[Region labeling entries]
────────────────
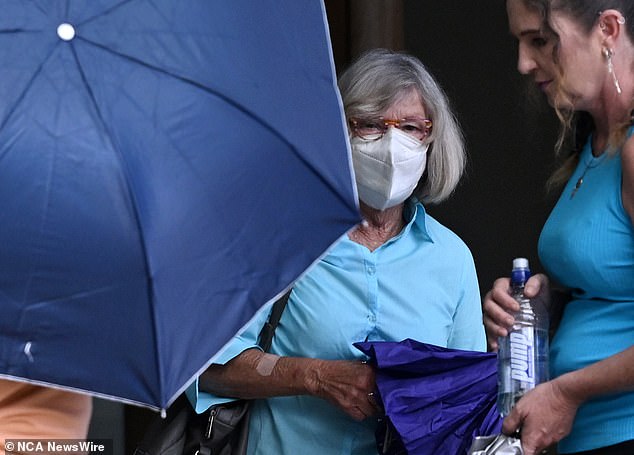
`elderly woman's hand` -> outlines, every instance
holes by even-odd
[[[341,408],[355,420],[378,412],[374,369],[351,360],[315,360],[307,373],[308,391]]]
[[[510,280],[500,278],[493,283],[491,289],[484,296],[482,314],[484,328],[487,334],[487,346],[490,351],[497,351],[498,337],[508,335],[513,325],[512,314],[519,310],[519,304],[509,293]],[[524,288],[524,295],[528,298],[538,297],[545,305],[549,305],[548,277],[537,274],[529,278]]]

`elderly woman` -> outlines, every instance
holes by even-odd
[[[445,94],[420,61],[387,50],[339,86],[364,221],[295,284],[269,353],[256,346],[262,314],[190,390],[199,412],[257,399],[249,454],[377,453],[374,372],[355,342],[486,348],[471,253],[423,206],[452,193],[465,163]]]

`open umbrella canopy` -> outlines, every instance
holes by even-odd
[[[355,346],[376,366],[380,400],[390,429],[397,432],[382,453],[466,455],[475,436],[500,432],[495,353],[411,339]],[[380,446],[384,440],[385,434],[377,434]]]
[[[165,408],[359,220],[324,6],[0,11],[0,376]]]

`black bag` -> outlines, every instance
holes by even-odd
[[[258,344],[266,352],[290,291],[282,296],[260,331]],[[185,394],[157,416],[134,450],[134,455],[244,455],[249,435],[251,400],[218,404],[197,414]]]

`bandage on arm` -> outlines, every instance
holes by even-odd
[[[262,357],[258,360],[258,364],[255,367],[255,371],[258,372],[260,376],[270,376],[273,373],[273,369],[275,368],[275,364],[280,359],[279,355],[269,354],[265,352],[262,354]]]

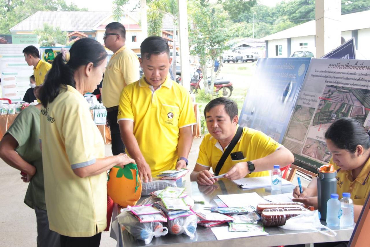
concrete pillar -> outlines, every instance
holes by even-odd
[[[189,34],[188,32],[188,7],[186,0],[177,0],[179,6],[179,32],[180,58],[181,63],[182,85],[190,90],[190,68],[189,63]]]
[[[148,19],[147,18],[147,0],[140,0],[141,10],[141,33],[143,40],[148,37]]]
[[[316,57],[320,57],[340,45],[340,0],[316,0]]]

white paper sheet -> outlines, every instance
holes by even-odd
[[[263,199],[270,201],[279,203],[279,202],[292,202],[293,198],[292,192],[286,193],[283,194],[270,195],[263,197]]]
[[[259,203],[268,202],[255,192],[232,195],[219,195],[218,197],[229,207],[252,206],[256,208]]]
[[[256,177],[252,178],[243,178],[233,182],[243,188],[262,188],[271,186],[271,177],[270,176]],[[281,180],[282,185],[292,184],[289,181]]]
[[[265,232],[263,233],[248,233],[246,232],[229,231],[229,227],[228,226],[212,227],[211,228],[211,230],[218,240],[269,235],[268,233]]]

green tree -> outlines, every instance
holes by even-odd
[[[240,17],[246,13],[249,13],[251,8],[257,3],[257,0],[219,0],[222,2],[223,9],[228,11],[230,19],[236,22],[243,20]]]
[[[59,27],[54,29],[52,26],[45,23],[43,29],[36,29],[33,33],[39,37],[38,44],[41,46],[55,46],[57,43],[65,45],[68,43],[67,33],[61,31]]]
[[[0,1],[0,33],[10,33],[9,29],[37,11],[86,11],[64,0],[2,0]]]
[[[203,74],[205,90],[213,95],[215,75],[214,70],[211,69],[209,91],[207,65],[210,61],[213,68],[216,60],[219,59],[219,72],[222,53],[230,48],[228,43],[231,35],[226,26],[228,15],[221,5],[211,4],[206,0],[193,0],[189,4],[188,8],[192,10],[189,13],[191,19],[191,28],[189,29],[189,45],[192,48],[190,53],[198,56]]]

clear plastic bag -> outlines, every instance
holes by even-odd
[[[190,237],[190,239],[195,236],[197,224],[198,219],[195,214],[168,220],[166,223],[170,233],[175,235],[184,233]]]
[[[116,218],[134,238],[144,240],[145,244],[151,242],[154,237],[157,238],[168,233],[167,228],[164,227],[161,222],[140,223],[127,210],[124,210]]]
[[[149,195],[153,191],[164,190],[168,186],[177,187],[176,181],[168,180],[155,180],[147,183],[142,182],[141,186],[141,195]]]

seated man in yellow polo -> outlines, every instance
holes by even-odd
[[[189,92],[169,75],[167,41],[148,37],[140,49],[144,75],[122,91],[117,121],[127,152],[147,182],[161,171],[186,167],[195,117]]]
[[[235,135],[238,124],[238,106],[226,98],[212,100],[204,108],[204,116],[209,134],[204,136],[199,148],[199,155],[192,181],[211,185],[217,178],[214,175],[219,161]],[[230,180],[244,177],[268,176],[274,165],[285,166],[294,161],[290,151],[272,138],[258,131],[244,127],[241,136],[231,154],[226,158],[219,174]]]

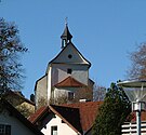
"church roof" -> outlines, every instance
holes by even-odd
[[[83,87],[87,86],[85,84],[77,81],[72,77],[68,77],[65,80],[58,82],[57,84],[54,85],[55,87]]]

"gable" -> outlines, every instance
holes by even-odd
[[[76,79],[68,77],[65,80],[54,85],[55,87],[85,87],[87,85],[77,81]]]
[[[91,66],[77,48],[69,42],[50,64],[82,64]]]

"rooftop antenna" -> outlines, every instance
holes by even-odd
[[[65,25],[68,25],[68,17],[65,17]]]

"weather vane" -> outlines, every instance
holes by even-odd
[[[68,17],[65,18],[65,25],[68,25]]]

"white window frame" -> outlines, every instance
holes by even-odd
[[[0,135],[11,135],[11,125],[0,123]]]
[[[57,135],[57,125],[51,126],[51,135]]]

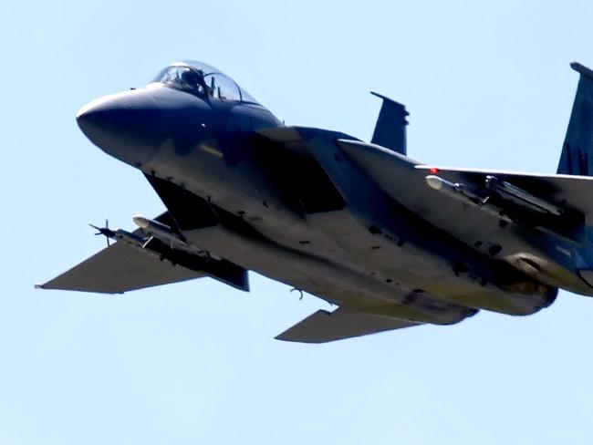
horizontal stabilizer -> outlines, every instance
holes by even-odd
[[[342,308],[334,312],[318,310],[276,338],[301,343],[327,343],[418,325],[420,323],[369,316]]]
[[[62,289],[101,294],[122,294],[127,291],[204,276],[185,267],[159,261],[125,242],[117,242],[78,265],[40,285],[42,289]]]

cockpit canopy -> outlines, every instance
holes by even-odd
[[[200,97],[230,102],[257,103],[231,78],[202,62],[176,62],[162,69],[152,81]]]

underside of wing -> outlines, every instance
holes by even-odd
[[[174,224],[169,212],[155,218],[169,226]],[[103,229],[106,230],[106,229]],[[249,291],[248,273],[224,259],[194,254],[173,248],[140,229],[123,232],[124,240],[110,246],[36,287],[102,294],[124,292],[210,276],[237,289]],[[125,239],[131,239],[132,243]]]
[[[419,325],[421,323],[371,316],[343,308],[334,312],[318,310],[276,338],[300,343],[327,343]]]
[[[204,275],[203,272],[174,266],[138,247],[118,242],[38,287],[121,294]]]

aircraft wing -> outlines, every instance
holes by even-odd
[[[170,219],[168,212],[156,218],[159,221]],[[139,229],[133,234],[141,237],[143,233]],[[61,275],[36,287],[122,294],[202,276],[210,276],[237,289],[249,291],[247,271],[243,267],[226,260],[204,259],[172,250],[156,239],[147,243],[145,248],[118,241]]]
[[[42,289],[62,289],[101,294],[127,291],[204,276],[174,266],[148,252],[119,241],[44,285]]]
[[[276,338],[300,343],[327,343],[419,325],[421,323],[371,316],[340,307],[334,312],[318,310]]]

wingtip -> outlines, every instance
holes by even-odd
[[[593,70],[588,68],[584,65],[578,62],[570,62],[570,67],[573,68],[577,73],[593,79]]]

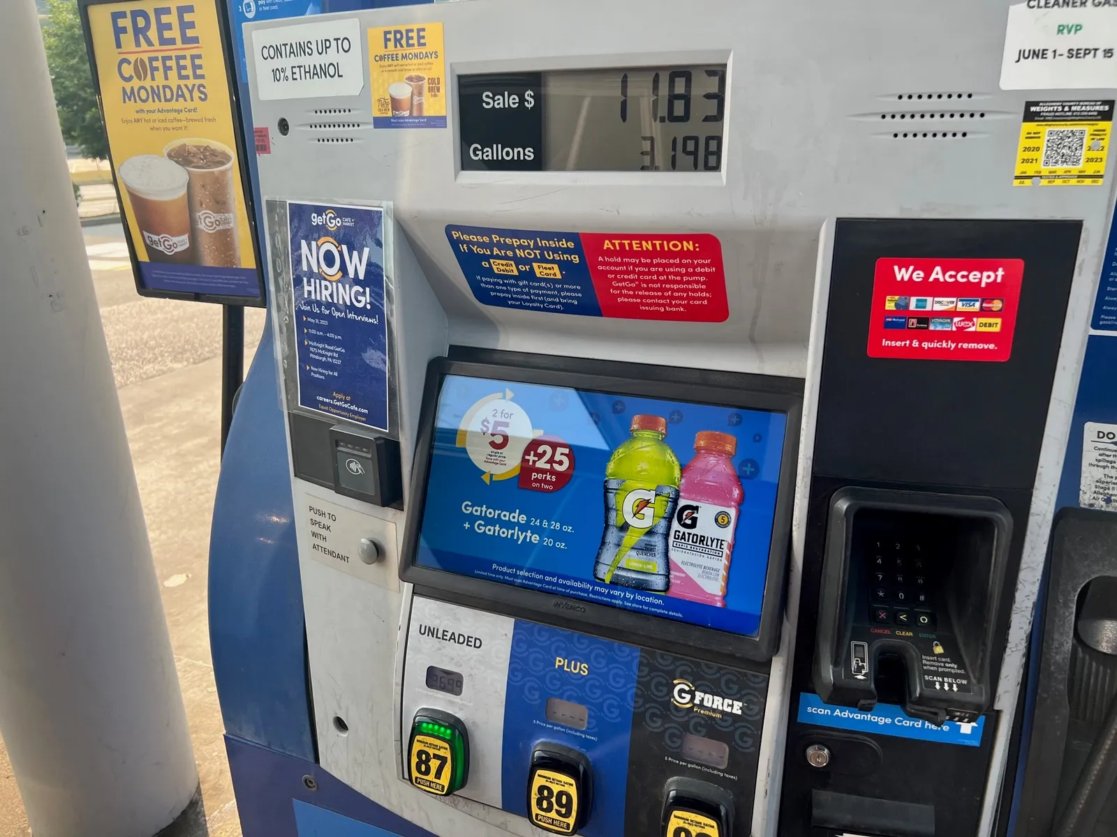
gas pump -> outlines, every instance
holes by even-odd
[[[1027,13],[245,26],[246,835],[1005,833],[1113,205],[1105,73],[1019,69]]]

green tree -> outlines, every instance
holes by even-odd
[[[108,138],[97,109],[77,2],[47,0],[47,11],[50,17],[42,23],[42,42],[47,47],[63,137],[79,146],[86,156],[104,160],[108,156]]]

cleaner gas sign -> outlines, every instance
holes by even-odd
[[[1023,277],[1021,259],[877,259],[869,357],[1008,360]]]
[[[451,375],[436,422],[419,566],[756,634],[785,414]]]
[[[287,204],[298,404],[386,431],[384,211]]]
────────────────
# Set exercise
Please echo all of the data above line for line, with the pictures left out.

# Correct response
`elderly woman's hand` -> outlines, every instance
holes by even-odd
[[[341,408],[355,420],[378,412],[374,369],[351,360],[315,360],[307,373],[308,391]]]
[[[510,280],[500,278],[493,283],[491,289],[484,296],[482,314],[484,328],[487,334],[487,346],[490,351],[497,351],[498,337],[508,335],[513,325],[512,314],[519,310],[519,304],[509,293]],[[524,288],[524,295],[528,298],[538,297],[545,305],[549,305],[548,277],[537,274],[529,278]]]

`elderly woman` -> outlines, every instance
holes by even-odd
[[[445,94],[420,61],[387,50],[339,86],[364,221],[295,284],[269,353],[256,346],[262,314],[190,390],[199,412],[257,399],[249,454],[377,453],[374,372],[355,342],[486,348],[471,253],[423,206],[452,193],[465,163]]]

`open umbrella canopy` -> outlines, every instance
holes by even-odd
[[[355,346],[376,366],[380,400],[390,429],[397,432],[382,453],[466,455],[475,436],[500,432],[495,353],[411,339]],[[380,446],[384,440],[385,434],[377,434]]]
[[[165,408],[359,220],[324,6],[0,11],[0,376]]]

`black bag` -> outlines, every instance
holes by even-odd
[[[258,344],[266,352],[290,291],[282,296],[260,331]],[[185,394],[157,416],[134,450],[134,455],[244,455],[249,435],[251,400],[218,404],[197,414]]]

`bandage on arm` -> outlines, every instance
holes by even-odd
[[[262,357],[258,360],[258,364],[255,367],[255,371],[258,372],[260,376],[270,376],[273,373],[273,369],[275,368],[275,364],[280,359],[279,355],[269,354],[265,352],[262,354]]]

concrete pillar -> outlines, every instance
holes by even-odd
[[[189,34],[188,32],[188,7],[186,0],[177,0],[179,6],[179,32],[180,58],[181,63],[182,85],[190,90],[190,68],[189,63]]]
[[[148,19],[147,18],[147,0],[140,0],[141,10],[141,33],[143,40],[148,37]]]
[[[316,57],[320,57],[340,45],[340,0],[316,0]]]

white paper sheet -> outlines, every instance
holes by even-odd
[[[263,199],[270,201],[279,203],[279,202],[292,202],[293,198],[292,192],[286,193],[283,194],[270,195],[263,197]]]
[[[259,203],[268,202],[255,192],[232,195],[219,195],[218,197],[229,207],[252,206],[256,208]]]
[[[256,177],[252,178],[243,178],[233,182],[243,188],[262,188],[271,186],[271,177],[270,176]],[[281,180],[282,185],[292,184],[289,181]]]
[[[265,232],[263,233],[248,233],[246,232],[229,231],[229,227],[228,226],[212,227],[211,228],[211,230],[218,240],[269,235],[268,233]]]

green tree -> outlines, every instance
holes by even-odd
[[[240,17],[246,13],[249,13],[251,8],[257,3],[257,0],[219,0],[222,2],[223,9],[228,11],[230,19],[236,22],[243,20]]]
[[[59,27],[54,29],[52,26],[45,23],[43,29],[36,29],[33,33],[39,37],[38,44],[41,46],[55,46],[57,43],[65,45],[68,43],[67,33],[61,31]]]
[[[0,1],[0,33],[10,33],[9,29],[37,11],[86,11],[64,0],[2,0]]]
[[[203,74],[205,90],[213,95],[215,75],[214,70],[211,69],[209,91],[207,65],[210,61],[213,68],[216,60],[219,59],[219,72],[222,53],[230,48],[228,43],[231,35],[226,26],[228,15],[221,5],[211,4],[206,0],[193,0],[189,4],[188,8],[192,10],[189,13],[191,19],[191,28],[189,29],[189,45],[192,48],[190,53],[198,56]]]

clear plastic bag -> outlines, every instance
holes by even-odd
[[[190,237],[190,239],[195,236],[197,224],[198,219],[195,214],[168,220],[166,223],[170,233],[175,235],[184,233]]]
[[[116,218],[134,238],[144,240],[145,244],[151,242],[154,237],[157,238],[168,233],[167,228],[164,227],[161,222],[140,223],[127,210],[124,210]]]
[[[149,195],[153,191],[164,190],[168,186],[177,187],[176,181],[168,180],[155,180],[147,183],[142,182],[141,186],[141,195]]]

seated man in yellow polo -> outlines, every instance
holes by even-odd
[[[189,92],[169,75],[167,41],[148,37],[140,49],[144,75],[122,91],[117,121],[127,152],[147,182],[161,171],[186,167],[195,117]]]
[[[235,135],[238,124],[238,106],[226,98],[212,100],[204,108],[204,116],[209,134],[204,136],[199,148],[199,155],[192,181],[211,185],[217,178],[214,175],[219,161]],[[230,180],[244,177],[268,176],[274,165],[285,166],[294,161],[290,151],[272,138],[258,131],[244,127],[241,136],[231,154],[226,158],[219,174]]]

"church roof" -> outlines, every instance
holes by even-odd
[[[83,87],[87,86],[85,84],[77,81],[72,77],[68,77],[65,80],[58,82],[57,84],[54,85],[55,87]]]

"gable" -> outlines, every instance
holes by even-odd
[[[76,79],[68,77],[65,80],[54,85],[55,87],[85,87],[87,85],[77,81]]]
[[[91,66],[77,48],[69,42],[50,64],[82,64]]]

"rooftop antenna" -> outlines, every instance
holes by even-odd
[[[65,25],[68,25],[68,17],[65,17]]]

"weather vane" -> outlines, every instance
holes by even-odd
[[[68,17],[65,18],[65,25],[68,25]]]

"white window frame" -> outlines, every instance
holes by even-odd
[[[0,135],[11,135],[11,125],[0,123]]]
[[[57,135],[57,125],[51,126],[51,135]]]

horizontal stabilizer -> outlines, every instance
holes by even-odd
[[[342,308],[334,312],[318,310],[276,338],[301,343],[327,343],[418,325],[420,323],[369,316]]]
[[[62,289],[101,294],[122,294],[127,291],[204,276],[185,267],[159,261],[125,242],[117,242],[78,265],[40,285],[42,289]]]

cockpit canopy -> outlines, every instance
holes by even-odd
[[[200,97],[230,102],[257,103],[231,78],[202,62],[176,62],[162,69],[152,81]]]

underside of wing -> outlines, every instance
holes by even-odd
[[[174,224],[169,212],[155,218],[169,226]],[[103,229],[106,230],[106,229]],[[249,291],[248,273],[224,259],[194,254],[173,248],[140,229],[123,232],[124,240],[110,246],[36,287],[102,294],[124,292],[210,276],[237,289]],[[125,239],[131,239],[132,243]]]
[[[419,325],[421,323],[371,316],[343,308],[334,312],[318,310],[276,338],[300,343],[327,343]]]
[[[204,275],[203,272],[174,266],[138,247],[118,242],[38,287],[121,294]]]

aircraft wing -> outlines, every instance
holes by even-odd
[[[170,219],[168,212],[156,218],[159,221]],[[139,229],[133,234],[141,237],[143,233]],[[61,275],[36,287],[122,294],[202,276],[210,276],[237,289],[249,291],[247,271],[243,267],[226,260],[204,259],[172,250],[156,239],[147,243],[145,248],[118,241]]]
[[[42,289],[62,289],[101,294],[127,291],[204,276],[174,266],[148,252],[119,241],[44,285]]]
[[[276,338],[300,343],[327,343],[419,325],[421,323],[371,316],[340,307],[334,312],[318,310]]]

wingtip -> outlines, every instance
holes by even-odd
[[[593,70],[588,68],[584,65],[578,62],[570,62],[570,67],[573,68],[577,73],[593,79]]]

gas pump -> outlines, every instance
holes by even-odd
[[[1027,13],[245,26],[246,835],[1005,833],[1113,205],[1105,73],[1019,69]]]

green tree -> outlines, every instance
holes by even-odd
[[[108,138],[97,109],[77,2],[47,0],[47,11],[50,17],[42,23],[42,42],[47,47],[63,137],[79,146],[86,156],[104,160],[108,156]]]

cleaner gas sign -> outlines, every instance
holes by even-odd
[[[1023,277],[1021,259],[877,259],[869,357],[1008,360]]]
[[[451,375],[436,422],[419,566],[756,634],[785,414]]]
[[[287,204],[298,404],[386,431],[384,211]]]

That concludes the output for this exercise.